> **Exercise details**
Convert the lines below into a JSON list of strings, one string per line and no blank lines, starting with the first line and going on through the line with "[(749, 608)]".

============================================================

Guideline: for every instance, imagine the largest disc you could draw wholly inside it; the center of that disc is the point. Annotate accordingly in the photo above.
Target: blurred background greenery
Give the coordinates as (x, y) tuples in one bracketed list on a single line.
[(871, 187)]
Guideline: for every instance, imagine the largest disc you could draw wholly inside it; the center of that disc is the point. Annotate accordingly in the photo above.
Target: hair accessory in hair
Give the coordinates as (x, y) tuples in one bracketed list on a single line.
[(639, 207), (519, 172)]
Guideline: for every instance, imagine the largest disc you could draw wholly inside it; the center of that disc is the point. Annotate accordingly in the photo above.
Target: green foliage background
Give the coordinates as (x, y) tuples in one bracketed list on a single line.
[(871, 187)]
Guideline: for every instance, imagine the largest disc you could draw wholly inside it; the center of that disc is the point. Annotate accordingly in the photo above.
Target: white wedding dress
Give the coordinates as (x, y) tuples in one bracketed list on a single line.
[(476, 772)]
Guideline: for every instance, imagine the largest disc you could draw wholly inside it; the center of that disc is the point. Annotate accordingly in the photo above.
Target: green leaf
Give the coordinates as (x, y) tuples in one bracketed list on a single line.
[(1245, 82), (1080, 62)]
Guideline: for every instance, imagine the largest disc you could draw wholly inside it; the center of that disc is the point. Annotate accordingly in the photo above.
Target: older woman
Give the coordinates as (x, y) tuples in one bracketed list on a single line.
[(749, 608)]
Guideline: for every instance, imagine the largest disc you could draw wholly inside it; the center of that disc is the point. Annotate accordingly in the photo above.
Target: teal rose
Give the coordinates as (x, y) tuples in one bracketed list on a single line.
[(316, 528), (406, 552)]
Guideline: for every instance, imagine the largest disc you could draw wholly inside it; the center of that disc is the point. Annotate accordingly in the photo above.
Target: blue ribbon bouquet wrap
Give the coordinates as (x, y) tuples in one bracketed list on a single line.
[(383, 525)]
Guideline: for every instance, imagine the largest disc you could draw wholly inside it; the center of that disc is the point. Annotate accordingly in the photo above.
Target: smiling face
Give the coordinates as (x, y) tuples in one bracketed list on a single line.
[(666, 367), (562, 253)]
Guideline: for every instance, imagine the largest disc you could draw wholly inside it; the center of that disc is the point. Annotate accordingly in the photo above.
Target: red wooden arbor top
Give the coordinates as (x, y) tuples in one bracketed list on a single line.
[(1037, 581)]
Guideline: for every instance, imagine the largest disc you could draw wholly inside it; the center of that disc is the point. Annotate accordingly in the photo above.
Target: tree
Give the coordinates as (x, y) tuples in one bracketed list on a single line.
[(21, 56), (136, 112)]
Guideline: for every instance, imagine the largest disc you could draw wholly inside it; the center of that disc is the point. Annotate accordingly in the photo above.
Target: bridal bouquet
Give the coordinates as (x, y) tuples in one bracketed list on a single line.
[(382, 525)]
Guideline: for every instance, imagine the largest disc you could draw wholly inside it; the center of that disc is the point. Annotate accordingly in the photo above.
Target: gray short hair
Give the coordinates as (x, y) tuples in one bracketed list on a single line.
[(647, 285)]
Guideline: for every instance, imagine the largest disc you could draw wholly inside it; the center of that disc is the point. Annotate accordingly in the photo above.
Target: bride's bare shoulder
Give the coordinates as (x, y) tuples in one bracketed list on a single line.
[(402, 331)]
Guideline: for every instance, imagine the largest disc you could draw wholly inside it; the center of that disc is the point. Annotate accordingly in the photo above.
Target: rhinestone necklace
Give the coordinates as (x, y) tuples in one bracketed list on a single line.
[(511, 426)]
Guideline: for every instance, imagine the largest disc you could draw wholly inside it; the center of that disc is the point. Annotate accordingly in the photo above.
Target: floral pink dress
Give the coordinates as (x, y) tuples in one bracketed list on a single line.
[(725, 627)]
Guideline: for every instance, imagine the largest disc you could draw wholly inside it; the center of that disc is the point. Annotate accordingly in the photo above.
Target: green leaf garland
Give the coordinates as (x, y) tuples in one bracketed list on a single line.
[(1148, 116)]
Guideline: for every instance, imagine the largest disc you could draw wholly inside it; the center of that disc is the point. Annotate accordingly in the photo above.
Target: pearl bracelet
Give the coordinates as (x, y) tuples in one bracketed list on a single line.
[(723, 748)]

============================================================

> **Reply to the exercise**
[
  "Guideline: for every instance, imagine the largest disc you could draw wholly inside it; the center of that disc is the point. Annotate accordingly in the photo above.",
  "Target: blurred background greenery",
  "Give the coordinates as (x, y) tuples in one bracketed list on a single line.",
  "[(871, 187)]",
  "Guideline: for every instance, imagine the largest disc you could draw wholly inside it; the center of that disc is the point. Annotate accordingly in the photo above.",
  "Target: hair accessory in hair",
  "Give the coordinates as (x, y) tuples in one bracketed list on a single line.",
  "[(639, 207), (519, 172)]",
  "Guideline: for every instance, imagine the largest disc you could draw wholly inside it; the center of that disc is the point. Annotate accordingly in the photo above.",
  "Target: green foliage background",
  "Give the coordinates as (x, y) tuples in one bracketed list on a single line.",
  "[(871, 187)]",
  "Guideline: for every instance, imagine the largest disc you could draw wholly inside it; the center of that disc is the point. Annotate accordingly in the photo above.",
  "Target: white wedding dress",
  "Give the coordinates as (x, y) tuples in one bracketed list on a single line.",
  "[(476, 772)]",
  "Guideline: for every instance, imagine the largest disc you could draw wholly inside it; the center of that disc is the point. Annotate accordingly in the photo above.",
  "Target: green leaf",
  "Give the coordinates as (x, y) tuples in one bracketed list on a single line.",
  "[(1245, 82), (1080, 62)]",
  "Guideline: for every instance, imagine the largest disc you could draw wholly inside it; the center of that disc is the point. Annotate accordingly in the photo above.",
  "Target: older woman",
  "Give the coordinates as (x, y) tuples in one bracketed list on a single line.",
  "[(749, 608)]"
]